# Trecho do documento:
O sigilo sobre Fukushima, por Ralph Nader

Do site Carta Maior

O sigilo sobre Fukushima

Mês passado, os partidos de coalizão japoneses tramitaram no Parlamento uma Lei de segredos de estado. É melhor que tomemos conhecimento disso.

Ralph Nader (*)

13/02/2014 – Copyleft

Sob suas disposições, somente o governo decide o que é considerado segredo de estado e qualquer civil que divulgue algum segredo pode ser preso por até 10 anos. Jornalistas pegos tornando o assunto público podem ser presos por até 5 anos.
 
Autoridades do Governo têm se mostrado prejudicadas com a constante revelação da sua negligência, tanto antes quanto depois do desastre nuclear de Fukushima em 2011, operado pela Companhia Elétrica de Tóquio (TEPCO).
 
Semana após semana, surgiram matérias na imprensa apontando para a seriedade da contaminação do fluxo hídrico, a inacessibilidade do material radioativo presente nos reatores e a necessidade de conter o vazamento radioativo que contamina, cada vez mais, a terra, as plantações e o oceano.
 
Agentes estimam que pode levar até 40 anos para limpar e desativar os reatores.
 
Há outros fatores que alimentam a certeza de um recuo democrático no país. O militarismo está motivando seu projeto de “democracia ameaçada”, originada pelo atrito com a China pelo Mar do Sul. Militares dos EUA estão pressionando para o aumento do orçamento militar Japonês.

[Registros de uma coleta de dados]

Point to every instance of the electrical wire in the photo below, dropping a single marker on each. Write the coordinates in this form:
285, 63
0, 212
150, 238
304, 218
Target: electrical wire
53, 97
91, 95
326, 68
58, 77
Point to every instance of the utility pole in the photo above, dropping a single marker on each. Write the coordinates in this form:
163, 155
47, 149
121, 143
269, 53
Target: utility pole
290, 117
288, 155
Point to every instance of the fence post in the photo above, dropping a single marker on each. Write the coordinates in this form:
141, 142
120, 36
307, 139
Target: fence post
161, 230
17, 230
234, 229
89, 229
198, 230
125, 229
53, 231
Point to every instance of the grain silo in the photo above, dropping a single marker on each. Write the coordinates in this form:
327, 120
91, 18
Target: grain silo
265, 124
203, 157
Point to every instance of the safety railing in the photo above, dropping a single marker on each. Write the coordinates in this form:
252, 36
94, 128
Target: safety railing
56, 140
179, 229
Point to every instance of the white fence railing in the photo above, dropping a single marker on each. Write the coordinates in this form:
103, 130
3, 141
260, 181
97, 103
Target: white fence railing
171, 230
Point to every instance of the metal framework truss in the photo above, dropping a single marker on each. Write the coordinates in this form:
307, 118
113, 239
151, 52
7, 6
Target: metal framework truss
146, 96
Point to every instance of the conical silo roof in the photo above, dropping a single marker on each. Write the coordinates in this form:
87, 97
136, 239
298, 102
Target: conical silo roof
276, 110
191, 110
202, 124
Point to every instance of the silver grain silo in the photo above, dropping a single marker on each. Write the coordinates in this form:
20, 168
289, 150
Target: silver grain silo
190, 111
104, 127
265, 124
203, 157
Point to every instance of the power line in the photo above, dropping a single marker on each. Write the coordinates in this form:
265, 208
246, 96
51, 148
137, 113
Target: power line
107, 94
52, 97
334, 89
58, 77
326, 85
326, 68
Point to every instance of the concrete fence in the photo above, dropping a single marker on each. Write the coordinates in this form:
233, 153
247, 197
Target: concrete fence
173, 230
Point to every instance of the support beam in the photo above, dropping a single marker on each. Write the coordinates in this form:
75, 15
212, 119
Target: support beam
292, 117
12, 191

# Tarefa curta A:
De acordo com o texto sobre o sigilo de Fukushima, por até quanto tempo podem ser presos os jornalistas pegos tornando o assunto público?
# Tarefa curta B:
Reproduza fielmente o trecho do texto sobre o sigilo de Fukushima que começa nas palavras "Ralph Nader (*)" e termina logo após "de Tóquio (TEPCO).".
# Tarefa curta C:
Prossiga com o texto sobre o sigilo de Fukushima a partir da última frase apresentada.
Os dados não são necessários para nada aqui.

# Resposta esperada A:
Por até 5 anos.

# Resposta esperada B:
Ralph Nader (*)

13/02/2014 – Copyleft

Sob suas disposições, somente o governo decide o que é considerado segredo de estado e qualquer civil que divulgue algum segredo pode ser preso por até 10 anos. Jornalistas pegos tornando o assunto público podem ser presos por até 5 anos.
 
Autoridades do Governo têm se mostrado prejudicadas com a constante revelação da sua negligência, tanto antes quanto depois do desastre nuclear de Fukushima em 2011, operado pela Companhia Elétrica de Tóquio (TEPCO).

# Resposta esperada C:
 
A China é a mais recente justificação de segurança nacional para a “articulação para o Leste Asiático”, provocada, em parte, pelo complexo industrial-militar norte-americano.
 
Sigilo rigoroso no governo e o apressar de projetos nas casas legislativas são maus presságios para a liberdade da imprensa japonesa e para o direito de discordância da população. Liberdade de informação e fortes debates – tendo o último sido cortado pelo Parlamento em Dezembro de 2013 – são os aspectos chaves da democracia.
 
O New York Times continua, surpreendentemente, a cobrir as condições deterioradas na área evacuada de Fukushima, porém com uma boa razão. Os EUA licenciaram diversos reatores com o mesmo design e com muitos dos padrões de segurança e inspeção inadequados. Alguns reatores estão próximos de áreas propícias para terremotos e de povoados que não poderão ser evacuados com segurança em caso de danos na parte elétrica do local. Os dois reatores envelhecidos da estação Indian Point situados a 30km de Nova Iorque são um exemplo.
 
Quanto menos soubermos sobre as condições passadas e presentes de Fukushima, menos vamos aprender sobre reatores atômicos dos EUA.
 
Felizmente, muitos cientistas japoneses famosos, incluindo os ganhadores do Nobel, Toshihide Maskawa e Hideki Shirakawa, conduziram a oposição contra a nova legislação de sigilo com 3.000 assinaturas de acadêmicos em uma carta de protesto.
 
Esses cientistas e acadêmicos declararam que a nova legislação é uma ameaça “aos princípios pacifistas e direitos humanos fundamentais estabelecidos na constituição e deveriam ser rejeitados imediatamente.”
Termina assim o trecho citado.